====== EXERCISE MATERIAL ======
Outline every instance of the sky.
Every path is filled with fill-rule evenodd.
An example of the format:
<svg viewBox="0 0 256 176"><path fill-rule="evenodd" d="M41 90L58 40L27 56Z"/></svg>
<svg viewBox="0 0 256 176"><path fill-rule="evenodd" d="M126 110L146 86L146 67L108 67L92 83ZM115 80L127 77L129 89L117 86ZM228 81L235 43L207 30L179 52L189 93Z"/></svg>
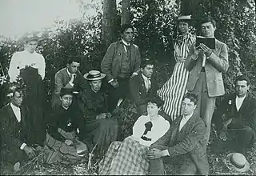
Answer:
<svg viewBox="0 0 256 176"><path fill-rule="evenodd" d="M78 1L91 0L0 0L0 35L20 36L51 26L56 19L79 18Z"/></svg>

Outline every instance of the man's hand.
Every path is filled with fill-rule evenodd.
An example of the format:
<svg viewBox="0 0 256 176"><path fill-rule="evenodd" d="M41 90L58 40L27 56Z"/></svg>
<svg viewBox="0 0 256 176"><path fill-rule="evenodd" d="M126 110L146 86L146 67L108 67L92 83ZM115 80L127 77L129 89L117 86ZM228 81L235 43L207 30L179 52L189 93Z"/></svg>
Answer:
<svg viewBox="0 0 256 176"><path fill-rule="evenodd" d="M223 122L223 129L227 129L227 126L232 122L232 118L230 118Z"/></svg>
<svg viewBox="0 0 256 176"><path fill-rule="evenodd" d="M70 139L66 139L66 140L65 141L65 143L66 143L66 145L68 145L68 146L73 145L73 142L72 142L71 140L70 140Z"/></svg>
<svg viewBox="0 0 256 176"><path fill-rule="evenodd" d="M163 157L162 151L158 149L149 149L146 154L150 159L158 159Z"/></svg>
<svg viewBox="0 0 256 176"><path fill-rule="evenodd" d="M96 116L96 119L106 118L106 113L102 113L101 114Z"/></svg>
<svg viewBox="0 0 256 176"><path fill-rule="evenodd" d="M212 54L213 50L209 48L207 46L206 46L203 43L200 43L199 47L202 49L202 52L207 56L210 57Z"/></svg>
<svg viewBox="0 0 256 176"><path fill-rule="evenodd" d="M219 138L222 141L226 141L226 135L224 130L222 130L219 134Z"/></svg>
<svg viewBox="0 0 256 176"><path fill-rule="evenodd" d="M26 146L24 147L23 150L25 151L26 155L29 157L29 158L33 158L36 157L34 149L33 149L32 146Z"/></svg>
<svg viewBox="0 0 256 176"><path fill-rule="evenodd" d="M119 86L119 83L118 80L114 79L113 82L110 82L110 84L114 88L118 88Z"/></svg>

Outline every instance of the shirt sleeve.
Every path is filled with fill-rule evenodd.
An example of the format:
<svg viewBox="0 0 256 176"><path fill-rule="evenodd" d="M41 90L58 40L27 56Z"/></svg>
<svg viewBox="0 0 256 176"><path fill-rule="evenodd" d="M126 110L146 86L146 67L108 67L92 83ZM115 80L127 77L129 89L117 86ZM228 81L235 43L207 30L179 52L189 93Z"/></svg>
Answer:
<svg viewBox="0 0 256 176"><path fill-rule="evenodd" d="M19 75L19 69L18 54L14 53L11 57L8 70L10 82L17 79L17 77Z"/></svg>

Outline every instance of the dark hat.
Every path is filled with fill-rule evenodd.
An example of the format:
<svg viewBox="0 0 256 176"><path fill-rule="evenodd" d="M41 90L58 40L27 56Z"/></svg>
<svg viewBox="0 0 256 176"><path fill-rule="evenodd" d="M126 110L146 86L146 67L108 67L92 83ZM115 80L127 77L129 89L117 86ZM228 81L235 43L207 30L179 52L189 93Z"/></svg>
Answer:
<svg viewBox="0 0 256 176"><path fill-rule="evenodd" d="M60 96L62 97L65 94L78 94L78 92L74 91L74 89L68 89L68 88L62 88L61 89L61 93L60 93Z"/></svg>
<svg viewBox="0 0 256 176"><path fill-rule="evenodd" d="M102 74L101 72L98 70L90 70L89 73L85 74L83 78L89 81L95 81L104 78L106 76L105 74Z"/></svg>
<svg viewBox="0 0 256 176"><path fill-rule="evenodd" d="M250 164L243 154L240 153L230 153L226 158L236 171L246 172L249 170Z"/></svg>

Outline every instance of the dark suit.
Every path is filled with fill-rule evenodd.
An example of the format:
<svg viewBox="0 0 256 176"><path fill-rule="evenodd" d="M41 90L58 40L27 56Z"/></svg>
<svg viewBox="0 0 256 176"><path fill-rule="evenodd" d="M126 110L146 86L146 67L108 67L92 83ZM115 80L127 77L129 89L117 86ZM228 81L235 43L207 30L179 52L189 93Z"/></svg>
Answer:
<svg viewBox="0 0 256 176"><path fill-rule="evenodd" d="M86 87L86 80L79 70L76 73L77 76L74 78L72 86L69 82L70 77L67 73L67 68L63 68L58 71L54 76L54 90L52 95L52 107L56 107L60 105L59 95L62 87L68 89L74 89L77 91L83 90Z"/></svg>
<svg viewBox="0 0 256 176"><path fill-rule="evenodd" d="M206 125L198 115L193 114L179 131L182 118L182 116L177 118L165 135L152 144L150 148L168 150L170 156L165 158L171 160L177 159L177 157L184 158L186 162L180 163L182 167L180 174L194 174L197 171L198 174L208 174L209 164L206 150L204 148L206 142L204 138ZM190 170L190 169L194 170ZM163 174L162 158L150 160L150 172L152 174Z"/></svg>
<svg viewBox="0 0 256 176"><path fill-rule="evenodd" d="M222 130L222 122L232 118L228 133L235 133L238 144L238 152L244 153L250 142L252 142L256 132L256 99L247 93L239 110L236 107L236 94L227 94L218 106L213 122L218 130Z"/></svg>
<svg viewBox="0 0 256 176"><path fill-rule="evenodd" d="M139 115L147 114L146 106L150 98L157 95L158 84L154 78L150 78L151 86L146 92L142 73L130 79L130 98L135 103Z"/></svg>
<svg viewBox="0 0 256 176"><path fill-rule="evenodd" d="M196 111L206 122L206 138L209 140L216 97L225 94L222 73L226 72L229 67L226 45L215 39L215 49L206 58L204 70L202 61L202 53L196 58L193 50L190 50L185 61L185 67L190 71L186 89L198 96Z"/></svg>
<svg viewBox="0 0 256 176"><path fill-rule="evenodd" d="M28 146L34 144L43 146L46 133L33 135L31 130L38 129L40 126L34 126L32 122L26 118L27 114L28 109L21 107L21 122L18 122L10 104L0 110L1 162L4 164L13 165L26 158L26 154L20 149L22 143ZM39 125L43 126L42 123Z"/></svg>

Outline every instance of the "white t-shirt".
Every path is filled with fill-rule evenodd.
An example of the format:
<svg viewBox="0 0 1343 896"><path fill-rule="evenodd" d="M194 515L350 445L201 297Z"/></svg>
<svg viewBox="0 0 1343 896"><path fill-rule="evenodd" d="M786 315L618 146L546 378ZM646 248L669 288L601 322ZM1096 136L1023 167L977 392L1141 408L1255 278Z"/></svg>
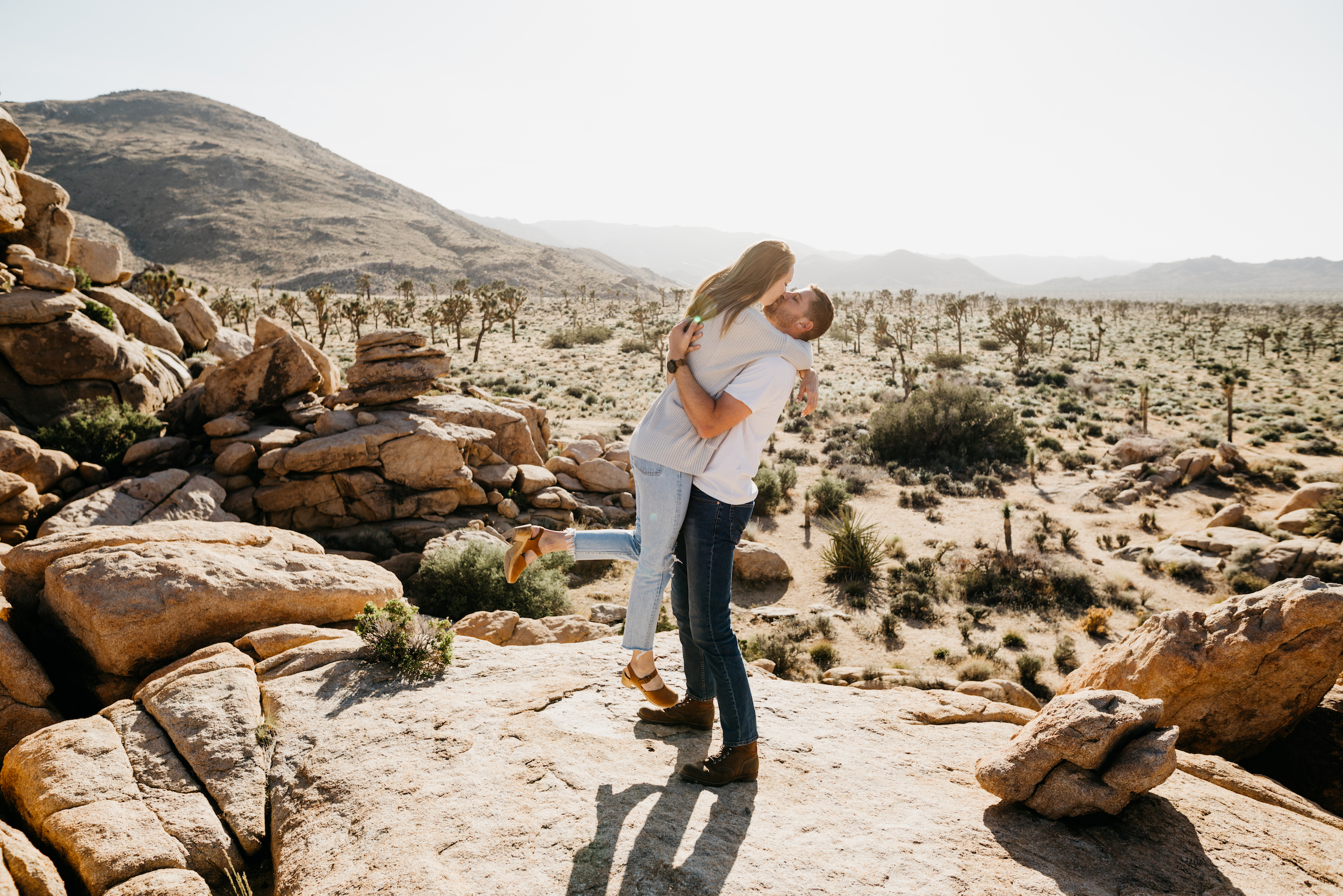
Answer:
<svg viewBox="0 0 1343 896"><path fill-rule="evenodd" d="M751 361L728 383L723 391L749 407L751 416L728 430L709 466L694 477L697 489L724 504L755 501L760 451L788 403L796 376L792 364L770 356Z"/></svg>

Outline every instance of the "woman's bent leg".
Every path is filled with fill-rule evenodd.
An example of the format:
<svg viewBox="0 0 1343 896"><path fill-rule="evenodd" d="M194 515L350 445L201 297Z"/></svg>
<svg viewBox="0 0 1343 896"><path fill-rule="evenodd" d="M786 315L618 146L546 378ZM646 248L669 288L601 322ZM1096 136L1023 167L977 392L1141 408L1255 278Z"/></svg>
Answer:
<svg viewBox="0 0 1343 896"><path fill-rule="evenodd" d="M724 504L693 489L682 527L690 635L713 678L725 747L740 747L757 737L755 700L729 606L732 555L751 510L751 504ZM689 670L688 656L688 677Z"/></svg>
<svg viewBox="0 0 1343 896"><path fill-rule="evenodd" d="M630 458L630 469L639 496L634 525L639 560L630 583L620 646L626 650L651 650L662 592L672 578L672 555L694 477L637 457ZM575 532L575 537L577 535Z"/></svg>

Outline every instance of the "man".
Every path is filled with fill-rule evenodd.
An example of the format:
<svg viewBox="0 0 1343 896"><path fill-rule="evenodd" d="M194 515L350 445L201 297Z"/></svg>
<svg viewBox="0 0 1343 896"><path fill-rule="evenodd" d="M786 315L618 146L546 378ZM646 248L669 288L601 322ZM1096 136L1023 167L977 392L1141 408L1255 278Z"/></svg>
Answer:
<svg viewBox="0 0 1343 896"><path fill-rule="evenodd" d="M815 285L766 310L770 322L794 339L819 339L830 328L834 306ZM696 351L701 326L682 321L667 337L667 357L682 361ZM700 438L727 434L702 473L694 476L690 504L677 539L672 574L672 611L680 626L686 696L667 709L642 707L639 717L661 724L713 727L717 700L723 750L681 767L681 775L705 785L755 780L756 717L745 662L732 630L732 555L751 520L760 451L774 433L792 391L794 368L782 357L747 364L713 398L678 364L676 384Z"/></svg>

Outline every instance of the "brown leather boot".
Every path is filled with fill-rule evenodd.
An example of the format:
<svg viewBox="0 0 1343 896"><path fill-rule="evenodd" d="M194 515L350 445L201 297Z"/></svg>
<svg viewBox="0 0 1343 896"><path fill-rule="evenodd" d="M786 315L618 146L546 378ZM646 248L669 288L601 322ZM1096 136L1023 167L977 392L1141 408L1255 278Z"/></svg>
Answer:
<svg viewBox="0 0 1343 896"><path fill-rule="evenodd" d="M724 747L714 756L702 762L689 762L681 766L681 776L701 785L717 787L733 780L755 780L760 776L760 756L756 742L740 747Z"/></svg>
<svg viewBox="0 0 1343 896"><path fill-rule="evenodd" d="M700 731L713 731L713 701L684 697L681 703L666 709L639 707L639 719L659 725L689 725Z"/></svg>

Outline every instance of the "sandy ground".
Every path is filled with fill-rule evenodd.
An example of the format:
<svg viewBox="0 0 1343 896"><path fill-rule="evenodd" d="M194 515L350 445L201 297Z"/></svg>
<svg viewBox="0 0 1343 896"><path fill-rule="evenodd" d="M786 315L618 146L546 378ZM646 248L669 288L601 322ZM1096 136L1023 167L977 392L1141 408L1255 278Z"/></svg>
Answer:
<svg viewBox="0 0 1343 896"><path fill-rule="evenodd" d="M850 300L849 308L853 308L853 297L847 300ZM653 301L657 301L657 296ZM1033 445L1041 438L1052 437L1061 442L1065 451L1089 451L1100 458L1108 447L1105 441L1096 435L1084 437L1070 422L1065 426L1062 420L1056 419L1056 426L1050 427L1048 420L1056 414L1052 406L1065 400L1076 402L1084 408L1080 414L1084 420L1096 422L1103 434L1123 435L1129 431L1135 420L1136 386L1146 382L1151 387L1150 431L1183 445L1193 445L1191 437L1199 433L1225 431L1225 418L1221 416L1225 403L1215 386L1219 376L1215 369L1210 371L1209 365L1218 361L1245 365L1249 372L1248 384L1238 388L1236 398L1236 443L1246 459L1257 462L1277 458L1279 462L1300 465L1303 469L1296 470L1297 482L1304 482L1305 474L1312 472L1340 470L1338 457L1293 453L1292 447L1297 442L1291 434L1283 434L1281 441L1254 446L1250 443L1253 434L1246 431L1248 427L1258 429L1264 422L1300 420L1308 430L1307 435L1315 431L1332 437L1331 426L1340 410L1336 396L1340 371L1338 363L1326 360L1330 352L1327 347L1319 349L1307 363L1301 356L1301 348L1295 343L1289 341L1289 351L1281 359L1276 359L1272 343L1266 355L1260 357L1258 343L1254 341L1250 361L1246 363L1240 337L1223 339L1221 345L1213 347L1209 333L1203 330L1201 344L1205 348L1202 352L1194 351L1198 357L1195 365L1190 351L1180 348L1183 330L1172 318L1163 314L1158 306L1135 306L1124 316L1116 314L1113 309L1107 313L1103 360L1088 361L1081 351L1085 339L1080 334L1091 326L1092 312L1069 314L1070 308L1061 305L1058 310L1073 321L1077 333L1074 348L1068 348L1068 336L1064 334L1060 336L1053 353L1031 355L1027 360L1029 365L1066 373L1066 386L1053 390L1018 386L1013 376L1014 352L1010 348L1002 351L978 348L978 340L988 334L987 316L983 310L971 314L963 334L964 351L972 356L970 364L962 371L948 371L944 375L984 384L997 392L999 400L1018 410L1031 408L1035 412L1034 419L1027 415L1022 418L1022 423L1027 424L1029 441ZM552 434L556 438L576 438L587 433L600 433L612 438L622 434L622 427L626 433L633 429L663 384L655 353L620 351L626 340L639 339L639 326L629 320L627 309L629 302L598 302L595 306L588 304L584 308L576 301L563 298L529 304L520 316L517 341L513 341L506 325L502 332L496 328L483 337L478 361L473 359L471 344L475 330L463 330L461 351L457 349L455 336L445 334L443 328L436 328L435 336L439 344L454 353L455 383L470 380L496 394L512 391L548 406ZM880 305L876 310L880 310ZM925 328L913 351L907 349L905 353L908 359L917 360L935 348L933 336L927 329L935 318L932 309L920 302L915 304L913 312ZM610 325L614 329L612 337L598 345L547 348L548 336L559 330L563 322L572 322L575 313L586 324ZM662 313L666 318L673 318L670 297ZM1264 309L1256 312L1242 309L1241 313L1245 320L1232 316L1223 337L1240 332L1240 324L1249 325L1252 320L1269 314ZM936 347L955 351L955 329L947 325L945 320L943 322L944 329L937 334ZM419 326L427 330L427 326ZM1198 333L1199 326L1201 321L1195 321L1187 332ZM371 329L372 326L365 325L364 332ZM869 329L869 337L870 333ZM328 349L342 365L353 361L352 340L348 333L329 339ZM845 347L831 337L822 340L819 349L817 361L822 376L823 414L811 419L817 427L815 438L803 442L802 435L784 433L780 426L776 430L775 447L776 450L803 447L822 457L823 463L821 446L826 442L827 427L846 422L864 423L878 400L890 400L900 394L900 390L893 387L889 379L890 352L881 351L874 355L870 339L864 341L862 352L855 352L853 343ZM1292 351L1296 352L1295 357ZM936 375L924 367L920 383L927 384ZM1195 484L1175 489L1164 497L1148 497L1128 508L1116 509L1109 505L1105 510L1088 513L1074 509L1074 502L1096 485L1096 480L1089 478L1085 469L1065 472L1057 459L1048 461L1049 451L1042 454L1046 466L1037 477L1035 485L1031 485L1025 472L1019 470L1014 482L1005 484L1005 494L1001 497L943 497L943 504L933 517L937 521L932 521L923 512L900 508L897 498L902 489L885 476L881 466L870 467L878 476L865 493L853 498L851 504L864 519L876 524L882 537L898 535L911 557L931 556L937 545L955 543L955 547L943 556L945 571L951 572L958 563L968 562L979 553L976 543L988 548L1002 547L999 508L1005 500L1011 501L1017 505L1013 521L1017 551L1035 551L1029 543L1029 533L1039 527L1039 517L1045 513L1054 521L1056 532L1062 527L1078 532L1072 551L1066 553L1061 551L1057 536L1050 540L1049 552L1056 559L1086 568L1097 582L1120 579L1124 586L1144 596L1147 610L1162 611L1202 609L1225 599L1232 591L1219 574L1213 574L1206 582L1190 587L1160 572L1144 572L1136 563L1113 559L1108 551L1097 545L1097 536L1124 533L1135 544L1152 544L1167 533L1201 527L1214 512L1214 504L1236 500L1246 502L1256 519L1269 519L1270 510L1280 506L1292 490L1289 486L1279 485L1237 494L1215 484ZM772 463L776 455L766 455L764 459ZM780 552L794 578L783 583L751 586L739 580L735 584L733 606L740 611L735 613L733 618L744 639L767 634L772 625L778 625L757 621L749 613L753 607L779 604L806 610L813 604L825 604L853 615L847 622L835 619L833 643L842 665L901 665L929 676L954 677L955 662L966 657L971 643L999 646L1006 631L1015 631L1025 638L1026 647L1017 650L1001 647L997 653L998 674L1015 677L1014 658L1025 652L1037 653L1046 660L1046 670L1039 680L1057 686L1062 676L1054 669L1050 657L1060 638L1072 637L1078 658L1085 660L1107 643L1123 638L1138 625L1138 618L1132 613L1116 609L1109 621L1108 635L1088 635L1081 631L1074 617L995 611L983 625L972 627L967 643L959 630L959 623L966 619L960 613L963 603L951 600L939 604L937 623L905 621L900 638L893 642L865 638L861 633L870 630L873 621L882 611L885 590L873 588L868 610L855 610L839 592L838 586L825 580L819 553L829 536L821 525L810 528L803 525L802 500L803 492L819 478L821 470L819 465L798 467L799 481L792 490L794 500L774 516L756 517L756 539ZM1092 476L1099 480L1108 474L1092 470ZM1139 528L1138 516L1144 512L1156 514L1162 532L1148 533ZM631 564L616 563L606 575L573 587L569 592L573 611L586 614L598 600L623 603L629 592L631 570ZM817 643L817 638L799 643L807 649ZM939 647L948 650L950 662L933 658L933 650ZM814 676L818 672L815 666L804 664L799 674Z"/></svg>

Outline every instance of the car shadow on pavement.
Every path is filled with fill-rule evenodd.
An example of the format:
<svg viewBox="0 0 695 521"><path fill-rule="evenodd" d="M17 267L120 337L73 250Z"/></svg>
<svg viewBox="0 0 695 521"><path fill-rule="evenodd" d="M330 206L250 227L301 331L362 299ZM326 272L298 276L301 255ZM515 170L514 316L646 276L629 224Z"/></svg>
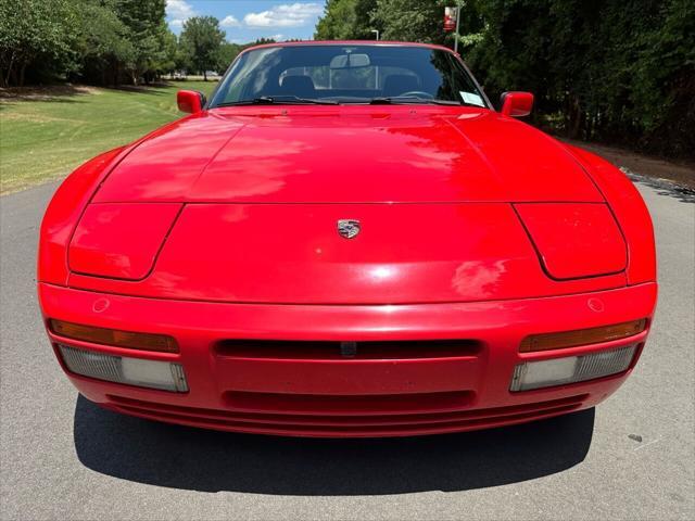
======
■ **WHAT YOU ARE ASKED TO DO**:
Copy the listing word for word, beginning at the line that contains "Outline every instance of the man's hand." and ending after the line that contains "86L119 83L118 80L114", with both of those lines included.

■ **THE SOLUTION**:
Outline every instance of the man's hand.
Every path is filled with fill-rule evenodd.
An example of the format:
<svg viewBox="0 0 256 176"><path fill-rule="evenodd" d="M41 90L58 40L27 56Z"/></svg>
<svg viewBox="0 0 256 176"><path fill-rule="evenodd" d="M126 110L146 86L146 67L108 67L92 83ZM115 80L127 77L129 89L117 86ZM228 81L235 43L207 30L179 52L189 93Z"/></svg>
Answer:
<svg viewBox="0 0 256 176"><path fill-rule="evenodd" d="M223 122L223 129L227 129L227 126L232 122L232 118L230 118Z"/></svg>
<svg viewBox="0 0 256 176"><path fill-rule="evenodd" d="M70 139L66 139L66 140L65 141L65 143L66 143L66 145L68 145L68 146L73 145L73 142L72 142L71 140L70 140Z"/></svg>
<svg viewBox="0 0 256 176"><path fill-rule="evenodd" d="M163 157L162 151L158 149L149 149L146 154L150 159L158 159Z"/></svg>
<svg viewBox="0 0 256 176"><path fill-rule="evenodd" d="M96 116L96 119L106 118L106 113L102 113L101 114Z"/></svg>
<svg viewBox="0 0 256 176"><path fill-rule="evenodd" d="M212 54L213 50L209 48L207 46L206 46L203 43L200 43L199 47L202 49L202 52L207 56L210 57Z"/></svg>
<svg viewBox="0 0 256 176"><path fill-rule="evenodd" d="M219 138L222 141L226 141L226 135L224 130L222 130L219 134Z"/></svg>
<svg viewBox="0 0 256 176"><path fill-rule="evenodd" d="M26 146L24 147L23 150L25 151L26 155L29 157L29 158L33 158L36 157L34 149L33 149L32 146Z"/></svg>
<svg viewBox="0 0 256 176"><path fill-rule="evenodd" d="M119 86L119 83L118 80L114 79L113 82L110 82L110 84L114 88L118 88Z"/></svg>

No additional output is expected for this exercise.